=== REQUIRED ACTION ===
Pictures in the records are to be excluded from an otherwise exact copy.

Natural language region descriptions
┄┄┄┄┄┄

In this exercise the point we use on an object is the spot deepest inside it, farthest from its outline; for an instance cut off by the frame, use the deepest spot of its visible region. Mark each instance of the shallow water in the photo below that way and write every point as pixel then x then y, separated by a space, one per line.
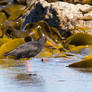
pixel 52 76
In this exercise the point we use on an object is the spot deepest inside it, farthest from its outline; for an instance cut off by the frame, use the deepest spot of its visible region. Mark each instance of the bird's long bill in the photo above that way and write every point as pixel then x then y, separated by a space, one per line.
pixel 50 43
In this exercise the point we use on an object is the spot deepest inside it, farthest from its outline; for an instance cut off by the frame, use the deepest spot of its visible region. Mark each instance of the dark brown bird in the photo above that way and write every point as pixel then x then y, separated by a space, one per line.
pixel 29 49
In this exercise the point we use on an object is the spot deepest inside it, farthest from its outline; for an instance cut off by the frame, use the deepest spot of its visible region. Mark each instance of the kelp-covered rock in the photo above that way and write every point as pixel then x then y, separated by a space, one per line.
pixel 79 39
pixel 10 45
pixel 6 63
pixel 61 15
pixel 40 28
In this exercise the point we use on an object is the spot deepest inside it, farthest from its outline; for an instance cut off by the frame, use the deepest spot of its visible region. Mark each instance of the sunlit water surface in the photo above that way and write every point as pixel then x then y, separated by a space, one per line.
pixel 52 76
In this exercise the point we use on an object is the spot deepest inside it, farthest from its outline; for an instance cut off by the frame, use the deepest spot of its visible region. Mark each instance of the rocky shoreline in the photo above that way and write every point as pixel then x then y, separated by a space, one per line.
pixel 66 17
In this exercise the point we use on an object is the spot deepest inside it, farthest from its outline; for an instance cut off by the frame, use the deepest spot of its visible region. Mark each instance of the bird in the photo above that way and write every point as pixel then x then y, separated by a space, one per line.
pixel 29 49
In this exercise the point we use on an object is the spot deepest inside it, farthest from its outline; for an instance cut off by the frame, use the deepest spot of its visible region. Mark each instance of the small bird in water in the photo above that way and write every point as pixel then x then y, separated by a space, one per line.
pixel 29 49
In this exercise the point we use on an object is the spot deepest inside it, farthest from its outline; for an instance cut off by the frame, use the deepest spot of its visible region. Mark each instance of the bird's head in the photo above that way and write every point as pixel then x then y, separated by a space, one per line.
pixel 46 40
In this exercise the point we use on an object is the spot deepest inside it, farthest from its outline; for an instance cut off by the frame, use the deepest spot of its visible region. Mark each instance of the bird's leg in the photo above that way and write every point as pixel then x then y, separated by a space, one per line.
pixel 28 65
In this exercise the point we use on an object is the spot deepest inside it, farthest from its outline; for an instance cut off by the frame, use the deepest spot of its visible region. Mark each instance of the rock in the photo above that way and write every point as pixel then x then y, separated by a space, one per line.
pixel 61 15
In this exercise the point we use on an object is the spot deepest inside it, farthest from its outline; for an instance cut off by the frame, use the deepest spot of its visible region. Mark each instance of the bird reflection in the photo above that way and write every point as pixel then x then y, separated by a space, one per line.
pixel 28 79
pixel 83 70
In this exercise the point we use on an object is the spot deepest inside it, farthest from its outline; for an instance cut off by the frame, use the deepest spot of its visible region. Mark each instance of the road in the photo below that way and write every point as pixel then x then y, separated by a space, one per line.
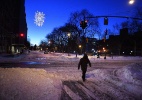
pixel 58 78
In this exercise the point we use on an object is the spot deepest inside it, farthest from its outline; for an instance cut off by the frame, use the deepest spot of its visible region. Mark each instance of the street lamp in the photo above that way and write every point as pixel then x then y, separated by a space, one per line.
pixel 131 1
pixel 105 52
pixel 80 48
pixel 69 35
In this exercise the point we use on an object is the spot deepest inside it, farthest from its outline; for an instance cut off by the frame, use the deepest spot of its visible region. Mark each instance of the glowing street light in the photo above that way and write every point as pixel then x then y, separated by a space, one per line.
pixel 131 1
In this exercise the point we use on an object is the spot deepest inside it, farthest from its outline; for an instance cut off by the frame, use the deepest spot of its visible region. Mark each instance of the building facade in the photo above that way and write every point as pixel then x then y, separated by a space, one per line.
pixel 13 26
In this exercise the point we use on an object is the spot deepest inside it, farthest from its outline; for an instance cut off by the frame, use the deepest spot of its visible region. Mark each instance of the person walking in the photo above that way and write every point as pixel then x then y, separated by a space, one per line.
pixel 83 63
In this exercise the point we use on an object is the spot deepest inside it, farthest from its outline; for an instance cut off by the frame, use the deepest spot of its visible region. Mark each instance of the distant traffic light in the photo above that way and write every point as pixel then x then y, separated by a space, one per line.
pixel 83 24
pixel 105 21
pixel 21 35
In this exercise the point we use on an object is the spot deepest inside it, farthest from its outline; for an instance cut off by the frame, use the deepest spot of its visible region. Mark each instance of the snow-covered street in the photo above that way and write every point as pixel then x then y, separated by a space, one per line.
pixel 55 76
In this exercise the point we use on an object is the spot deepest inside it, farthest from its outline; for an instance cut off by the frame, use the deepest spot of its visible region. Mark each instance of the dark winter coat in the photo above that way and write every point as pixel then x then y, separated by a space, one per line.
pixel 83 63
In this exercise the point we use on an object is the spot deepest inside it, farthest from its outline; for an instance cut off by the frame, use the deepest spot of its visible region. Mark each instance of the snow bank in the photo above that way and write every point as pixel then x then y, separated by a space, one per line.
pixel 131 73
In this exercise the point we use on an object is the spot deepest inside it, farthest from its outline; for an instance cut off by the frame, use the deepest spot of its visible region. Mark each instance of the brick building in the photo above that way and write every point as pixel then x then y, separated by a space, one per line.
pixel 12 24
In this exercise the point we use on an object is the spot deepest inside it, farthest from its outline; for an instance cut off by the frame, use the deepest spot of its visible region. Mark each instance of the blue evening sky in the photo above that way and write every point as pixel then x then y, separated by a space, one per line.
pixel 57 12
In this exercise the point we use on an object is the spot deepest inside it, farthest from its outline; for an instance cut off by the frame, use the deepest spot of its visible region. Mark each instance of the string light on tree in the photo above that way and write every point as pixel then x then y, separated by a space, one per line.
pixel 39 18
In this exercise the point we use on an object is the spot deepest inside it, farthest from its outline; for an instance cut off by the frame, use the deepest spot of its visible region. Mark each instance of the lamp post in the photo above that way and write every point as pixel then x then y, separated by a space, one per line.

┄┄┄┄┄┄

=== ANSWER TO THIS PROBLEM ===
In this exercise the point we use on an object is the spot deepest inside it, farthest from its outline; for an instance cut off by the frame, use the deepest spot of its visible region. Mark each instance of the shallow water in the photo below that way and write every point as pixel then x then y, separated by a space, one per line.
pixel 52 76
In this exercise the point we use on an object is the spot deepest inside it, farthest from its outline; for an instance cut off by the frame, use the deepest spot of its visible region. Mark each instance of the bird's long bill in the photo above that way and write every point as pixel then x then y, separated by a space, one per line.
pixel 50 43
In this exercise the point we use on an object is the spot deepest inside it, farthest from its outline; for an instance cut off by the frame, use the deepest spot of its visible region. Mark each instance of the dark brown bird in the photo above that way and write every point as pixel then x then y, separated by a space, one per line.
pixel 29 49
In this exercise the point we use on an object is the spot deepest inside it, farthest from its outline; for an instance cut off by the frame, use the deepest spot of its visible region. Mark each instance of the kelp-covered rock in the photo above that way and write every point as pixel then x then y, separated by a space, one per line.
pixel 79 39
pixel 10 45
pixel 6 63
pixel 61 15
pixel 40 28
In this exercise the point we use on an object is the spot deepest inside it, farthest from its outline; for an instance cut off by the frame, use the deepest spot of its visible region. Mark each instance of the sunlit water surface in the photo above that way and write every point as pixel then x then y, separated by a space, one per line.
pixel 52 76
In this exercise the point we use on an object is the spot deepest inside it, farthest from its outline; for an instance cut off by the frame, use the deepest spot of its visible region. Mark each instance of the rocky shoreline in the photo above that way and write every point as pixel then x then y, separated by a space, one per line.
pixel 66 17
In this exercise the point we use on an object is the spot deepest inside it, farthest from its outline; for an instance cut off by the frame, use the deepest spot of its visible region. Mark each instance of the bird in the photo above that way and write every point as pixel then x then y, separated by a space, one per line.
pixel 29 49
In this exercise the point we use on an object is the spot deepest inside it, farthest from its outline; for an instance cut off by the frame, use the deepest spot of its visible region. Mark each instance of the small bird in water in the photo above that way and write every point as pixel then x then y, separated by a space, one per line.
pixel 29 49
In this exercise the point we use on an object is the spot deepest inside it, farthest from its outline; for an instance cut off by the frame, use the deepest spot of its visible region. Mark each instance of the bird's head in the photo above that way and write every point as pixel then x then y, separated by a space, one per line.
pixel 46 40
In this exercise the point we use on an object is the spot deepest inside it, farthest from its outline; for an instance cut off by the frame, use the deepest spot of its visible region. Mark each instance of the bird's leg in the photo above that way and write every point as pixel then x then y, separated by a space, one per line.
pixel 28 65
In this exercise the point we use on an object is the spot deepest inside it, farthest from its outline; for an instance cut off by the frame, use the deepest spot of its visible region. Mark each instance of the rock in the photo above that way and write every point as pixel then x then y, separated by a space, one per line.
pixel 61 15
In this exercise the point we use on an object is the spot deepest inside it, farthest from its outline; for an instance cut off by the frame, use the deepest spot of its visible region. Mark each instance of the bird reflection in the photo above that way and write every point as pixel then x then y, separated by a space, one per line.
pixel 28 79
pixel 83 70
In this exercise the point we use on an object is the spot deepest inside it, farthest from its outline; for an instance cut off by the frame, use the deepest spot of its visible region. Mark each instance of the road in the photo below that way and write every point as pixel then x then y, separated by a space, one per line.
pixel 58 78
In this exercise the point we use on an object is the spot deepest inside it, farthest from its outline; for an instance cut off by the frame, use the deepest spot of its visible region. Mark each instance of the street lamp in the photo above that way and write every point as pixel then x then y, separated by a space, one per line.
pixel 131 1
pixel 105 52
pixel 80 48
pixel 69 35
In this exercise the point we use on an object is the spot deepest inside it, farthest from its outline; for an instance cut off by the frame, use the deepest spot of its visible region. Mark each instance of the glowing street light in the photo above that way and write every point as pixel then x then y, separated by a space, one per line.
pixel 131 1
In this exercise the point we use on an object is the spot deepest inside it, farthest from its outline; for an instance cut off by the frame, use the deepest spot of its visible region. Mark each instance of the building facade in the photo above that way and write every point as pixel then x then y, separated by a space, one per line.
pixel 13 26
In this exercise the point we use on an object is the spot deepest inside it, farthest from its outline; for an instance cut off by the frame, use the deepest spot of its visible region. Mark each instance of the person walking in the photo above that way and write every point as pixel then x then y, separated by a space, one per line.
pixel 83 63
In this exercise the point we use on an object is the spot deepest inside it, farthest from its outline; for an instance cut off by the frame, use the deepest spot of its visible region. Mark each instance of the distant traffic light in the photo above that way and write every point as pixel then x then y, separated by a space, one per line.
pixel 83 24
pixel 105 21
pixel 21 35
In this exercise the point we use on an object is the spot deepest inside it, farthest from its outline; for an instance cut off by the frame, use the deepest spot of its visible region. Mark each instance of the snow-covered street in the photo above that way and write every point as pixel then x then y, separated by a space, one per line.
pixel 55 76
In this exercise the point we use on an object is the spot deepest inside it, farthest from its outline; for an instance cut off by the frame, use the deepest spot of its visible region. Mark each instance of the dark winter coat in the photo above that way and write every point as pixel then x then y, separated by a space, one per line.
pixel 83 63
In this exercise the point we use on an object is the spot deepest inside it, farthest from its outline; for an instance cut off by the frame, use the deepest spot of its visible region. Mark each instance of the snow bank in the photo above that way and write every point as pixel then x then y, separated by a space, one per line.
pixel 131 73
In this exercise the point we use on an object is the spot deepest inside it, farthest from its outline; for an instance cut off by the frame, use the deepest spot of its visible region. Mark each instance of the brick building in the photo above that way and write every point as pixel then x then y, separated by a space, one per line.
pixel 12 24
In this exercise the point we use on an object is the spot deepest inside it, farthest from its outline; for an instance cut off by the frame, use the deepest spot of its visible region. Mark each instance of the blue evening sky in the photo above that way and write every point as pixel then x then y, separated by a space, one per line.
pixel 57 12
In this exercise the point we use on an object is the spot deepest inside it, farthest from its outline; for an instance cut off by the frame, use the deepest spot of its visible region. Mark each instance of the string light on tree in the photo above that way and write every point as pixel then x then y, separated by a space, one per line.
pixel 39 18
In this exercise the point we use on an object is the spot deepest inside it, farthest from its outline; for an instance cut off by the frame, use the deepest spot of its visible region. Mark each instance of the lamp post in the photo above that way and write every point as pixel then x then y, separated by a space, one per line.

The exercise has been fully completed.